やること:
(a) 日本代表監督の交代を扱った文章で、次期監督に就任するのは誰ですか。それまでの役職も答えてください。
(b) 日本代表監督の交代を扱った文章を、最後の文の次から書き継いでください。

わすれないで、選手のきもち

4月9日、大学での講義を終えて帰宅し、いつもと同じようにパソコンを開くと、衝撃的なニュースが飛び込んできました。

 

「サッカー日本代表監督、ハリルホジッチ氏解任」

 

今年開催されるロシアワールドカップまで、あと2ヶ月ほど。

一般的に、サッカーの代表監督は最低でも4年間は務め、次のワールドカップを目指してチームの熟成を図ります。しかし、日本の場合だと2014年~18年の4年間の中で、3人も監督が変わるという異例な状態に陥っています。

 

そして、次期監督に就任するのは、これまで技術委員長だった西野朗氏です。

 

西野氏は、1994年に開催したアトランタオリンピックで、サッカーU-23日本代表監督として、本大会の対ブラジル戦に勝利を収めるという大番狂わせ、「マイアミの奇跡」を起こしました。

 

また、2002年にJリーグクラブのガンバ大阪の監督に就き、05年にクラブ初となるリーグ優勝。そして、08年にアジアチャンピオンズリーグ(ACL)で優勝させる快挙を成し遂げています。ACLはアジア各国の上位チームが対戦し、アジアでNO.1のクラブを決めるレベルの高い国際大会です。

 

「本大会までは短いが、実績も十分で任せれば大丈夫だろう」。そう思う方もいらっしゃるかもしれませんが、1つ忘れていることがあります。

 

それは、「選手の存在」です。

 

実は、筆者も中学生時代に同じような経験をしました。

当時はサッカー部に所属しており、チームの雰囲気や練習内容に満足していました。また、顧問の先生もとても親身な方で、一緒に練習に参加し、悩み事があれば真剣に相談に乗ってくれました。

データセット内の項目:
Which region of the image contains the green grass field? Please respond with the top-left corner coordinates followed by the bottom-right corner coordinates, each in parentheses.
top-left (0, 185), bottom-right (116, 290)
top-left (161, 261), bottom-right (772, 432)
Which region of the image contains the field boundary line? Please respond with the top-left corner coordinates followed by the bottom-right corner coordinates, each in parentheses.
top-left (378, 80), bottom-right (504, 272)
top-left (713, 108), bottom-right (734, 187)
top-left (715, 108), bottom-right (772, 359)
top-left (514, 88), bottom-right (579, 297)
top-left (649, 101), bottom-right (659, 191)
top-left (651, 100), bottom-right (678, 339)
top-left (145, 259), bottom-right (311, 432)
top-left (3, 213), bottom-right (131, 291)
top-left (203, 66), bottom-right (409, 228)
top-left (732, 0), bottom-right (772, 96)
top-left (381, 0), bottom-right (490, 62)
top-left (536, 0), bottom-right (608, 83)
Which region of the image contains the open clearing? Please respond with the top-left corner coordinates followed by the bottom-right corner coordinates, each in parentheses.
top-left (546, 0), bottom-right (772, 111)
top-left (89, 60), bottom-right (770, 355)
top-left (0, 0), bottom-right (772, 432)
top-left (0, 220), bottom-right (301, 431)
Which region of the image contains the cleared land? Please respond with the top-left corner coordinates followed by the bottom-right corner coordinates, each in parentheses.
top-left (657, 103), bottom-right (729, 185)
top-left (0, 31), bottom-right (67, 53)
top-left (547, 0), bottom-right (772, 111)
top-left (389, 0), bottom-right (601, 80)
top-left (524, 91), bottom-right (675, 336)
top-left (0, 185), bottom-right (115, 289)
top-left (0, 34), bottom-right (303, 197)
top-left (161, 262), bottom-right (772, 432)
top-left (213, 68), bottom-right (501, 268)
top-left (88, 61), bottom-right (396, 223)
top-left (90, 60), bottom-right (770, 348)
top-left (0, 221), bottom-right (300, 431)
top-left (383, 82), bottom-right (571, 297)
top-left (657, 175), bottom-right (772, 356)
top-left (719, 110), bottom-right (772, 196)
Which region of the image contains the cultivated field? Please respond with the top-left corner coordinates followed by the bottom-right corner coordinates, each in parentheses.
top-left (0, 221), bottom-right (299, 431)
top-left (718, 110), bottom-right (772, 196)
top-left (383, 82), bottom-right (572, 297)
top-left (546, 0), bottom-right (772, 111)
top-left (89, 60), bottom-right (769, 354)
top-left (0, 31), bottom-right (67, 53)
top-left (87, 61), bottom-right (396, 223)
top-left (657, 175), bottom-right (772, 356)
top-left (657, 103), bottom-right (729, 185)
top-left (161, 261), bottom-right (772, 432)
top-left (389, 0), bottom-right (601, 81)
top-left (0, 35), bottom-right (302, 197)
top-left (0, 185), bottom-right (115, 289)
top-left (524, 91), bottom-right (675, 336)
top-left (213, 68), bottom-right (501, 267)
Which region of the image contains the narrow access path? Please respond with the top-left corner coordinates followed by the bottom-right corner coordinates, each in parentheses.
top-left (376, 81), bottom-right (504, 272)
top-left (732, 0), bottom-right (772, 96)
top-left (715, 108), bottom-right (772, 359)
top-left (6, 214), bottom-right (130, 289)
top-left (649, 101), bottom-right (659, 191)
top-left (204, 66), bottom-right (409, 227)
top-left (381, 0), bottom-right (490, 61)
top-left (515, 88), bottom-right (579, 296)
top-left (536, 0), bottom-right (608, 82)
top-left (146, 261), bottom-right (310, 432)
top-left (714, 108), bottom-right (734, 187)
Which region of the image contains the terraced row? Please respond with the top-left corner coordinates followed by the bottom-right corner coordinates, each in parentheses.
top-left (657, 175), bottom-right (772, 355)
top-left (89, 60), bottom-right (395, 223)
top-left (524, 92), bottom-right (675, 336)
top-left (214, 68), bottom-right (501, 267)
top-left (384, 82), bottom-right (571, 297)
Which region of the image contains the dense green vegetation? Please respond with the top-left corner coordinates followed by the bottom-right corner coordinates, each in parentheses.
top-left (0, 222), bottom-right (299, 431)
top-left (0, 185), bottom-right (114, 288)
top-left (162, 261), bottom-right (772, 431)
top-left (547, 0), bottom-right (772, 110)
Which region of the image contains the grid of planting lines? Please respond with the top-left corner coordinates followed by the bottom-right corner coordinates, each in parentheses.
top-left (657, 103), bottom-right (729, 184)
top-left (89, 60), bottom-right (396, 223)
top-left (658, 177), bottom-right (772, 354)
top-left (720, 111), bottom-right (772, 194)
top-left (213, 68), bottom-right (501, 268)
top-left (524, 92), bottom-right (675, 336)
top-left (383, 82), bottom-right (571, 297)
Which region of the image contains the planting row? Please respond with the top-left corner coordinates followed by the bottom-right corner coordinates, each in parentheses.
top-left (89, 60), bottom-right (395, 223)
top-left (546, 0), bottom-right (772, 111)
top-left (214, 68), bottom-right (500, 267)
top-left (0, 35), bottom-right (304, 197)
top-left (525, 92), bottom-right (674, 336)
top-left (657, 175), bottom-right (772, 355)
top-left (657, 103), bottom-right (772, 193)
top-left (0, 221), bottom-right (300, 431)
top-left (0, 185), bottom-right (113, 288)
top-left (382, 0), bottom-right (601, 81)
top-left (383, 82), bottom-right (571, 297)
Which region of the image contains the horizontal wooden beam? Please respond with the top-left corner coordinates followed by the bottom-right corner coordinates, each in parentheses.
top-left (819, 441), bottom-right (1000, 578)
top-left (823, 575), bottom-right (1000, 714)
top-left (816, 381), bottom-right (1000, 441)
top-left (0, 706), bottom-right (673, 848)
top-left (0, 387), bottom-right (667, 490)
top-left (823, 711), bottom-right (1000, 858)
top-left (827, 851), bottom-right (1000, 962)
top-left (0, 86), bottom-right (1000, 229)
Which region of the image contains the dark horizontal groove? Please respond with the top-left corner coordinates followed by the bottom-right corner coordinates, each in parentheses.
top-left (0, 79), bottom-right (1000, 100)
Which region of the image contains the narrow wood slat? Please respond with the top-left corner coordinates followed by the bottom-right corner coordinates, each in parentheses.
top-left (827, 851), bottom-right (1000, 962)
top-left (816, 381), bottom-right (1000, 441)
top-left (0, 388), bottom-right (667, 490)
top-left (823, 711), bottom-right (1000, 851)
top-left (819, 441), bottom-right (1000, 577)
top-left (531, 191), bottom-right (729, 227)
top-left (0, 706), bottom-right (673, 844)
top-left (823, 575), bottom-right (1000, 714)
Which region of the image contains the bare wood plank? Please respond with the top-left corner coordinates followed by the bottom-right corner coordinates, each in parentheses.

結果一覧:
(a) これまで技術委員長だった西野朗氏です。

(b)
それが、中学2年生になると、その先生が転勤することになり、新しい顧問がやってきました。

「前よりもっと楽しくなるかな」と期待していましたが、その想いとは真逆の結果となりました。

 

「お前なんかいらん!出て行け!!」

「何やっているんだ!こんなこともできないのか!」

 

練習場は怒号の飛び交う場となり、筆者も含めみんなビクビクしながらプレーしていました。

変わったのは顧問だけではありません。チームの雰囲気や一緒にプレーをしていた仲間たちの性格もがらりと変わり、いつもピリピリしている人が増えたのです。顧問と同じように、周りまで攻撃的になりました。

 

あるチームの指揮者が変わるだけで、チーム全体、それも選手一人ひとりにまで影響を及ぶものです。「ハリルホジッチ氏への批判」「この時期に監督を解任した日本サッカー協会への批判」だけでなく、選手たちの負担や想いにも目を向けましょう。

 

参考記事:

11日付 朝日新聞朝刊 14版18面「西野J 戦術転換を示唆」

同日付 日本経済新聞朝刊 13版37面「西野新監督『覚悟持てた』」

同日付 読売新聞朝刊 13版23面「西野氏 W杯へ『覚悟』」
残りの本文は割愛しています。